---------- Data records
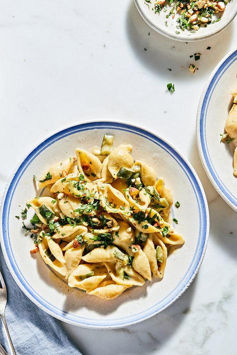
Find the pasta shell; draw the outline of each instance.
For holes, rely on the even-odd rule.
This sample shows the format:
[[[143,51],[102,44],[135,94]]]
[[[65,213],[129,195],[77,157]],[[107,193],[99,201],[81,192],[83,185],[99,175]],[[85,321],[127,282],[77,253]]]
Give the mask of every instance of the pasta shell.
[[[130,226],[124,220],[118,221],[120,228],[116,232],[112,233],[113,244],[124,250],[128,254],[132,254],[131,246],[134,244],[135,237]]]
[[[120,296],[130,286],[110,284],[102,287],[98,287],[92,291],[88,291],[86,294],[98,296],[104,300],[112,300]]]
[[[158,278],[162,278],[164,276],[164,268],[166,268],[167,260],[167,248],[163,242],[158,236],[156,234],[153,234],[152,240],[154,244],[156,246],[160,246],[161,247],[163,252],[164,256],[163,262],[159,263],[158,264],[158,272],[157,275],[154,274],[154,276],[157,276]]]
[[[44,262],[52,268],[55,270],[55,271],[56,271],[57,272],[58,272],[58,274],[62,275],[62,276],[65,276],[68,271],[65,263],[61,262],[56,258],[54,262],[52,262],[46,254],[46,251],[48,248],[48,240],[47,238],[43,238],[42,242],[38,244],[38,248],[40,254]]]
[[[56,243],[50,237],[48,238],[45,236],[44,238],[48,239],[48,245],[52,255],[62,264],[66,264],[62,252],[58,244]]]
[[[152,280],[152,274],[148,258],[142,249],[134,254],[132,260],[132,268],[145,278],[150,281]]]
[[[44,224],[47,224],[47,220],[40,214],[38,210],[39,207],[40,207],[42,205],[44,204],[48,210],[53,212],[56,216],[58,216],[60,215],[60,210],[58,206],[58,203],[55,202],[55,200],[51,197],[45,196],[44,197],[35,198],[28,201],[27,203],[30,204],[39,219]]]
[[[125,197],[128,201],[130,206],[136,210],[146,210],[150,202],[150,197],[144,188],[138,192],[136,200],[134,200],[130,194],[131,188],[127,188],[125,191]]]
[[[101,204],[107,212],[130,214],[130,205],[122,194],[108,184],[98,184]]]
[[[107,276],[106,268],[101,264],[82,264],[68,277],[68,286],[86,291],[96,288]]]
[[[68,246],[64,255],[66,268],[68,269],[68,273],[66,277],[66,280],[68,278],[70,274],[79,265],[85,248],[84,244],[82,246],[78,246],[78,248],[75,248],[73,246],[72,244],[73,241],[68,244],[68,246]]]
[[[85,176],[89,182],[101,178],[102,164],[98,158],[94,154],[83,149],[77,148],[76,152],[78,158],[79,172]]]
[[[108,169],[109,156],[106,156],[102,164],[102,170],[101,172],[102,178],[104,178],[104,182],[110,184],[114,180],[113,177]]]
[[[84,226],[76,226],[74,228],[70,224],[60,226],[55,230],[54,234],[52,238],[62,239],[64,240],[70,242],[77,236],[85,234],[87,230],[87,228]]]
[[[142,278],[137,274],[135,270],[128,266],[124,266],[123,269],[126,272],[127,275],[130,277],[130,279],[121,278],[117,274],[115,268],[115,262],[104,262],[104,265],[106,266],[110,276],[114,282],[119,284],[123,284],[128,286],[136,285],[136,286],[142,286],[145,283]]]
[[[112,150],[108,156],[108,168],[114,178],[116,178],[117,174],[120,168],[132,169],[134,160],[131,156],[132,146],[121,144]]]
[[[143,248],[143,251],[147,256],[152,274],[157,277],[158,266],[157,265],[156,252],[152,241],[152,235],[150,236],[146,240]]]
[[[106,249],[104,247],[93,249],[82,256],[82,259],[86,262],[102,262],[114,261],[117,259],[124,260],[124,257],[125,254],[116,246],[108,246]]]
--------------------
Task statement: Retype each record exactly as it stands, but do not include the pictures.

Exercise solution:
Find the pasta shell; draw the outline of each instance.
For holes, rely on the even-odd rule.
This sample shows the format:
[[[143,51],[102,44],[135,94]]]
[[[65,213],[129,195],[77,157]],[[107,193],[99,201],[81,192],[83,185],[99,175]],[[85,321],[127,282],[77,253]]]
Give the mask of every instance of the pasta shell.
[[[130,226],[124,220],[118,221],[120,228],[116,232],[112,233],[113,244],[124,250],[128,254],[132,254],[131,246],[134,244],[135,237]]]
[[[120,296],[130,286],[110,284],[102,287],[98,287],[92,291],[88,291],[86,294],[98,296],[104,300],[112,300]]]
[[[158,278],[162,278],[164,276],[164,268],[166,268],[167,260],[167,248],[163,242],[158,236],[156,234],[153,234],[152,240],[154,244],[156,246],[160,246],[161,247],[163,252],[164,256],[163,262],[159,263],[158,264],[158,272],[157,275],[154,274],[154,276],[157,276]]]
[[[44,262],[52,268],[55,270],[55,271],[56,271],[57,272],[58,272],[58,274],[62,275],[62,276],[65,276],[68,271],[65,263],[61,262],[56,258],[54,262],[52,262],[46,254],[46,251],[48,248],[48,240],[47,238],[43,238],[42,242],[38,244],[38,248],[40,254]]]
[[[56,243],[50,237],[48,238],[45,236],[44,238],[48,239],[48,245],[52,255],[62,264],[66,264],[62,252],[58,244]]]
[[[152,280],[152,274],[148,258],[142,249],[134,254],[132,260],[132,268],[145,278],[150,281]]]
[[[44,224],[47,224],[47,220],[40,214],[38,210],[39,207],[40,207],[42,205],[44,204],[48,210],[53,212],[56,216],[58,216],[60,215],[60,210],[58,206],[58,203],[55,202],[55,200],[51,197],[45,196],[44,197],[35,198],[28,201],[27,203],[30,204],[39,219]]]
[[[125,197],[128,201],[130,206],[136,210],[146,210],[150,202],[150,197],[144,188],[138,192],[136,200],[134,200],[130,194],[131,188],[127,188],[125,191]]]
[[[101,204],[107,212],[130,214],[130,205],[122,194],[108,184],[98,184]]]
[[[107,276],[106,268],[101,264],[82,264],[68,277],[68,286],[86,291],[96,288]]]
[[[68,246],[64,255],[66,268],[68,269],[68,273],[66,277],[66,280],[68,278],[70,274],[79,265],[85,248],[84,244],[82,246],[78,246],[78,248],[75,248],[73,246],[72,244],[73,241],[68,244],[68,246]]]
[[[85,176],[89,182],[101,178],[102,164],[98,158],[94,154],[83,149],[77,148],[76,152],[78,158],[79,172]]]
[[[108,169],[109,156],[106,156],[102,164],[102,170],[101,172],[102,178],[104,178],[104,182],[110,184],[114,180],[113,177]]]
[[[84,226],[76,226],[74,228],[70,224],[60,226],[55,230],[54,234],[52,238],[62,239],[64,240],[70,242],[77,236],[85,234],[87,230],[87,228]]]
[[[142,278],[137,274],[135,270],[128,266],[124,266],[123,269],[126,272],[127,275],[130,277],[130,279],[121,278],[117,274],[115,268],[115,262],[104,262],[104,265],[106,266],[110,276],[114,282],[119,284],[123,284],[128,286],[136,285],[136,286],[142,286],[145,283]]]
[[[112,150],[108,156],[108,168],[114,178],[116,178],[117,174],[120,168],[132,169],[134,160],[131,156],[132,146],[121,144]]]
[[[143,248],[143,251],[147,256],[152,274],[157,277],[158,266],[157,265],[156,252],[152,241],[152,235],[150,236],[146,240]]]
[[[106,249],[104,247],[93,249],[82,256],[82,259],[86,262],[102,262],[114,261],[117,259],[124,260],[124,257],[125,254],[116,246],[108,246]]]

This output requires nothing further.